§ REQUIRED WORK: An identical transcription of the records is required.

[Saved data entries]
>>>
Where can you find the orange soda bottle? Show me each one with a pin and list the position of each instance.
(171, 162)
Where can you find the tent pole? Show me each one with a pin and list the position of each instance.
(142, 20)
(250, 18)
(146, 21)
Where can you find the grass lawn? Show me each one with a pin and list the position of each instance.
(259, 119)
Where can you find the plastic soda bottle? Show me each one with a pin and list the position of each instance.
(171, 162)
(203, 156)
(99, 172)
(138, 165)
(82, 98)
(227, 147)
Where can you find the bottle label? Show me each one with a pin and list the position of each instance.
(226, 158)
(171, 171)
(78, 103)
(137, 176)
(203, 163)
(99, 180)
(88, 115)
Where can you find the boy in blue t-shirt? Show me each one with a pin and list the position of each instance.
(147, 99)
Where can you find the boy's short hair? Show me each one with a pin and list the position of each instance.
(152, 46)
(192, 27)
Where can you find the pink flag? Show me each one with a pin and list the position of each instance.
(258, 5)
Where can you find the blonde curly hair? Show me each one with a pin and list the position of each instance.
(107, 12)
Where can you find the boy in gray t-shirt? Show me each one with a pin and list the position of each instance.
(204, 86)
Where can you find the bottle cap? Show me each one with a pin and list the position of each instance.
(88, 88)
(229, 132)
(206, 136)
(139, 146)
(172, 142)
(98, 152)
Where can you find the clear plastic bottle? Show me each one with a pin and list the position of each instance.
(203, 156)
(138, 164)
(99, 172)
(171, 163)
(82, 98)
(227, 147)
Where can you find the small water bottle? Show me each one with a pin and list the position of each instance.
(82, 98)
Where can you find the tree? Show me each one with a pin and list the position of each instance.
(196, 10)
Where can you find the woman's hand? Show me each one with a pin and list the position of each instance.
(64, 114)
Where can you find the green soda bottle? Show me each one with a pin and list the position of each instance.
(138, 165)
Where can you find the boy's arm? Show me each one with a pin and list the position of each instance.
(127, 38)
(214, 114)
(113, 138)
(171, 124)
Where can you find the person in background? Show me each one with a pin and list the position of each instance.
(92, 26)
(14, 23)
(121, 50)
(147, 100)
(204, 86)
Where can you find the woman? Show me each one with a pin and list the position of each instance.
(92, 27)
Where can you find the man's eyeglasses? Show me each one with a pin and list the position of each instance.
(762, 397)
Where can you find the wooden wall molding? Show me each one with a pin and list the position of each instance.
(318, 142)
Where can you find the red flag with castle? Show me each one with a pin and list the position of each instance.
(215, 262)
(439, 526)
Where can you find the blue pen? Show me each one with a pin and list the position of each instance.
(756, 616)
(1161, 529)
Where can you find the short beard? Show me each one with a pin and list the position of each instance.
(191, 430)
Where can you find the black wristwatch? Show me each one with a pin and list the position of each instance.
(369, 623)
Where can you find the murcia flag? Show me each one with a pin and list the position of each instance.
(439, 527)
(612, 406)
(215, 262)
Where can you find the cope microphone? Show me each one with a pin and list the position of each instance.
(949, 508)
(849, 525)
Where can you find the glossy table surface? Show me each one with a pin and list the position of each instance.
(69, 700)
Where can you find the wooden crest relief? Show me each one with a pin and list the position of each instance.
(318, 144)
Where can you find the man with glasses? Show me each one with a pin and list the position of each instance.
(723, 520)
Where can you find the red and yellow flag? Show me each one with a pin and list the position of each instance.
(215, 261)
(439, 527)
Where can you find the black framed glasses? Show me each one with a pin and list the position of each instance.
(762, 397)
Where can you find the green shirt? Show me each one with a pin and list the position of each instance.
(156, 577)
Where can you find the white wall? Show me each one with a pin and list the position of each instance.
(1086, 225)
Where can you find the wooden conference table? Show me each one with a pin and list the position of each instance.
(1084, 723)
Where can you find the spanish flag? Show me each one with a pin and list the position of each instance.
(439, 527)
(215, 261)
<<<
§ PROBLEM SOLUTION:
Where can you find the orange soda bottle? Show me each one with a pin and list the position of each instance.
(171, 162)
Where can you find the tent pole? Show me each one with a pin and list the position of each instance.
(142, 20)
(250, 18)
(146, 21)
Where can you find the grass lawn? Show me each one with a pin and list the position of each instance.
(259, 119)
Where can you find the plastic soda bottle? Show me each one with a pin and list the position of each instance.
(171, 162)
(203, 156)
(99, 172)
(138, 165)
(82, 98)
(227, 147)
Where can you find the bottle label? Show me each one with a pin and list the position of each instance.
(226, 158)
(171, 171)
(78, 103)
(137, 176)
(203, 163)
(99, 180)
(88, 115)
Where can you find the boy in blue t-shirt? Show me each one with a pin and list the position of each instance.
(147, 99)
Where can you find the boy's short hair? Show me each one with a pin and list the position of each instance.
(152, 46)
(192, 27)
Where can you find the pink flag? Show me each one with a pin and list the position of each instance.
(258, 5)
Where can you find the blonde curly hair? Show me each one with a pin and list the position of each instance.
(107, 12)
Where can you find the boy in gray t-shirt? Show me each one with a pin and list the position of each instance.
(204, 86)
Where can you find the bottle cap? Show me each one with a pin and list the position of each instance.
(88, 88)
(229, 132)
(206, 136)
(139, 146)
(172, 142)
(98, 152)
Where can you find the clear plastic bottle? Show me each one with a pin and list the position of each instance.
(203, 156)
(138, 164)
(99, 172)
(171, 163)
(82, 98)
(227, 147)
Where can you find the small water bottle? Show me each one with a pin and list the position of each instance.
(82, 98)
Where can you find the tree? Show me each one with a pin and list the position of each instance.
(196, 10)
Where can you find the woman's hand? Show me each one with a pin and list the position of each instance.
(64, 114)
Where can you find the green soda bottle? Show me each one with a pin and list the position of each instance.
(138, 165)
Where can you find the boy's arm? Show me each one with a pin and list the position of each instance.
(127, 38)
(214, 114)
(113, 138)
(171, 124)
Where can you find the person in background? Show me each one with a pin and list the position of each instance.
(92, 26)
(14, 23)
(121, 50)
(147, 100)
(204, 86)
Where can you find the woman? Show me each one with a pin and list the position of each instance.
(92, 27)
Where can you find the man's eyeglasses? Show me each one with a pin and list the position of each instance.
(762, 397)
Where can you find the wooden wall molding? Show me each one with a pin and list the position of each instance.
(318, 142)
Where can you find the red flag with castle? Show me each one with a pin and list the position of each instance.
(215, 262)
(439, 526)
Where can you find the blue pen? Show me each one with a pin and list the position of each instance.
(756, 616)
(1161, 529)
Where can you find the short beard? Show me each one with a pin and list the position of each instance.
(191, 430)
Where can you find the black wristwatch? Show me each one with a pin and list the position of each instance.
(369, 623)
Where can you find the murcia flag? Show me each one with a pin and list the position of each instance.
(439, 527)
(612, 406)
(215, 262)
Where can you find the cope microphone? Show me each one with a pin and list the position of each instance.
(949, 508)
(849, 525)
Where can you find the glossy table surface? Show me each one with a pin and list the position of each instance.
(69, 700)
Where can you find the wooden crest relief? Show me each one with a pin and list the position of each instance.
(318, 144)
Where can you find the man with glasses? Show me each one with a pin and list the position of each instance.
(723, 520)
Where can you find the red and yellow flag? Show me each one with a pin and list the position of each instance.
(215, 261)
(439, 527)
Where can you find the black framed glasses? Show me each one with a pin and list the position of each instance.
(762, 397)
Where can you find the green shirt? Show me each one with a pin and list the position of each instance.
(156, 577)
Where can you find the white wall? Show me each one with a pin and list the position of each instance.
(1086, 225)
Where can you find the wooden conference table? Show me each one with a pin and list the position of each instance.
(1084, 723)
Where can you find the spanish flag? Show me each one with a pin and list the position of each instance.
(439, 527)
(215, 261)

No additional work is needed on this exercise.